#### Required task:
Without the pictures, give the entries below again exactly as written.

##### Entries provided #####

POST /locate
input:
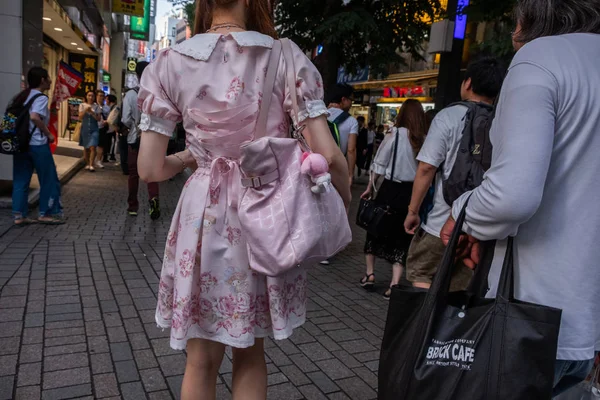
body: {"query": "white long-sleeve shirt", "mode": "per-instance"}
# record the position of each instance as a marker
(131, 115)
(406, 164)
(544, 184)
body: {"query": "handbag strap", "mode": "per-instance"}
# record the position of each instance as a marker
(288, 56)
(395, 154)
(263, 116)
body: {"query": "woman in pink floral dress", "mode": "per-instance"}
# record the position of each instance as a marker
(208, 295)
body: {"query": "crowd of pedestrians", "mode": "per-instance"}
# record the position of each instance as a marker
(540, 185)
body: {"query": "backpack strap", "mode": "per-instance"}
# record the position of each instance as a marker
(341, 118)
(261, 123)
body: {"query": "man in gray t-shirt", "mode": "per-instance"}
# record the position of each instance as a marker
(482, 83)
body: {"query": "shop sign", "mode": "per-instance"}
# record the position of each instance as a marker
(88, 67)
(460, 26)
(360, 76)
(416, 91)
(129, 7)
(140, 26)
(131, 64)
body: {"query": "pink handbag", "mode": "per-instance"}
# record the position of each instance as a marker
(285, 223)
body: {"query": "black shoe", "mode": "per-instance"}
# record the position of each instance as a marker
(154, 209)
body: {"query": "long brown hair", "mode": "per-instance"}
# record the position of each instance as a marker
(412, 117)
(260, 15)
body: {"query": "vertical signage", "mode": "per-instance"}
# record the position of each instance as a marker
(88, 67)
(140, 27)
(460, 25)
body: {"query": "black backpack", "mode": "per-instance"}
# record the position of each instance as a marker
(334, 126)
(14, 131)
(474, 155)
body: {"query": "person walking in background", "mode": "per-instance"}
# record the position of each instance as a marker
(90, 114)
(104, 137)
(340, 99)
(131, 119)
(38, 156)
(543, 185)
(361, 144)
(481, 84)
(370, 145)
(207, 293)
(399, 171)
(111, 121)
(122, 134)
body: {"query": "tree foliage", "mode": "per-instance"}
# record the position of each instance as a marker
(357, 33)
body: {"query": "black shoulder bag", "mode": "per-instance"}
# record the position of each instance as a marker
(379, 220)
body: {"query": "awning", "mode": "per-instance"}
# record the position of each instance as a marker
(400, 80)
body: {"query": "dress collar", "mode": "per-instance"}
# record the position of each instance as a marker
(200, 47)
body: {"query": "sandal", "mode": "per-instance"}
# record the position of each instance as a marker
(387, 294)
(366, 283)
(24, 222)
(51, 221)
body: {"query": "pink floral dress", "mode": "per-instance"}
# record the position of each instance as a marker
(213, 83)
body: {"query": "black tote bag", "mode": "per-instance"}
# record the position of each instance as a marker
(377, 219)
(453, 346)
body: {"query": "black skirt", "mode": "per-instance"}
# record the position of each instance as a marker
(394, 248)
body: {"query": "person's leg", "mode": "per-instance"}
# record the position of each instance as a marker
(133, 181)
(22, 173)
(123, 154)
(568, 374)
(46, 172)
(250, 373)
(154, 203)
(92, 159)
(201, 369)
(397, 270)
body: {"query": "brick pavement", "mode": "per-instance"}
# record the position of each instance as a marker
(77, 310)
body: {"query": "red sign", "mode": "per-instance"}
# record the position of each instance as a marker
(416, 91)
(67, 82)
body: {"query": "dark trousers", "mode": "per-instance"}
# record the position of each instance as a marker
(124, 152)
(134, 181)
(38, 158)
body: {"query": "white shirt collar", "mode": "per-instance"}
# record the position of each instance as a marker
(200, 47)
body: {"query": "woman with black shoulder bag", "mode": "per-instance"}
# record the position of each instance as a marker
(396, 161)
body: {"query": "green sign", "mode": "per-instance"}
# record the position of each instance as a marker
(140, 27)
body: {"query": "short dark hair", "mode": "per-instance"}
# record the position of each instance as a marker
(539, 18)
(486, 76)
(337, 92)
(139, 69)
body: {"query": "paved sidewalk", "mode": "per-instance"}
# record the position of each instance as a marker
(77, 310)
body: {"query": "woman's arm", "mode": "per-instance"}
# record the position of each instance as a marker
(319, 139)
(153, 166)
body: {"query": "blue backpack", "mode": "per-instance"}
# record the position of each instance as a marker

#####

#### Response for this exercise:
POST /locate
input:
body: {"query": "white long-sleeve shirt", "mode": "per-instance"}
# record the position of each instance as a marker
(131, 115)
(406, 164)
(544, 184)
body: {"query": "handbag strap", "mode": "per-instance"}
# record the position of each instance as a marker
(288, 56)
(395, 154)
(263, 116)
body: {"query": "woman in pink floral dress", "mode": "per-instance"}
# record the position of each instance as a marker
(208, 295)
body: {"query": "crowd of pedestrians", "mode": "per-instance"}
# record the position of each instance as a marker
(540, 185)
body: {"query": "backpack strap", "mode": "per-instance"}
# record the position of each instance as a marker
(341, 118)
(261, 123)
body: {"query": "man in gray t-shirt", "mode": "per-instance"}
# record the position of each instance as a marker
(482, 83)
body: {"query": "shop sign", "mode": "per-instance"}
# record the position of each instance as a marker
(88, 67)
(460, 26)
(360, 76)
(416, 91)
(129, 7)
(140, 26)
(131, 64)
body: {"query": "pink handbag", "mode": "per-instance"}
# record the position of each instance as a marker
(285, 223)
body: {"query": "black shoe", "mode": "per-instance"}
# record the position of each instance as a marker
(154, 209)
body: {"query": "long brown hair", "mode": "per-instance"}
# record the position of each instance as a marker
(412, 117)
(260, 15)
body: {"query": "vertical signage", "mode": "per-instance"}
# record the position of each instance as a marker
(88, 67)
(140, 27)
(460, 25)
body: {"query": "black backpack", "mode": "per-instance"}
# record the position of each instance as a marker
(334, 126)
(14, 131)
(474, 155)
body: {"query": "person walking in background", "mode": "per-instance"}
# record the position of each instance as a marker
(90, 114)
(104, 137)
(340, 99)
(131, 119)
(38, 156)
(543, 185)
(361, 144)
(481, 84)
(370, 145)
(207, 293)
(399, 171)
(111, 121)
(122, 134)
body: {"query": "tree foliage", "mode": "per-instance"}
# record the position of each instance as a marker
(357, 33)
body: {"query": "black shoulder bag", "mode": "per-instance"}
# record the position of each instance as a marker
(379, 220)
body: {"query": "awning", "mode": "per-instance"}
# record the position of each instance as a marker
(400, 80)
body: {"query": "dress collar", "mode": "per-instance"}
# record the position of each instance as a marker
(200, 47)
body: {"query": "sandal", "mode": "per-instance"}
# record the position of each instance as a marker
(387, 294)
(366, 283)
(24, 222)
(51, 221)
body: {"query": "pink floral dress", "mode": "per-instance"}
# record the position of each instance as a marker
(213, 83)
body: {"query": "black tote bag", "mode": "per-instance"}
# record the position of each instance as a marker
(377, 219)
(453, 346)
body: {"query": "black skirt", "mode": "per-instance"}
# record the position of each instance as a marker
(394, 248)
body: {"query": "person's leg", "mode": "per-instance"}
# record the position of each instance as a marker
(133, 181)
(22, 173)
(123, 154)
(568, 374)
(46, 172)
(250, 373)
(154, 203)
(92, 159)
(201, 369)
(397, 270)
body: {"query": "brick pavement", "mode": "per-instance"}
# record the position of each instance as a marker
(77, 310)
body: {"query": "red sign", "mode": "per-instance"}
# record the position of each instance as a marker
(416, 91)
(67, 82)
body: {"query": "dark trousers", "mode": "per-instance"}
# record the position of each instance as a marker
(124, 152)
(134, 181)
(38, 158)
body: {"query": "white shirt collar", "mode": "per-instance"}
# record the position of each instance as a marker
(200, 47)
body: {"query": "woman with black shoulder bag", "mode": "per-instance"}
# record the position of each instance as a marker
(396, 161)
body: {"query": "green sign", "mode": "per-instance"}
# record the position of each instance as a marker
(140, 27)
body: {"query": "short dark hair", "mode": "per-instance"}
# record the position of each instance as a marker
(539, 18)
(486, 76)
(337, 92)
(139, 69)
body: {"query": "paved sidewalk", "mode": "per-instance"}
# record the position of each instance as a marker
(77, 310)
body: {"query": "woman's arm", "mode": "per-instance"}
# record the position of each instance as a marker
(319, 139)
(153, 166)
body: {"query": "blue backpack", "mode": "per-instance"}
# record the position of each instance as a marker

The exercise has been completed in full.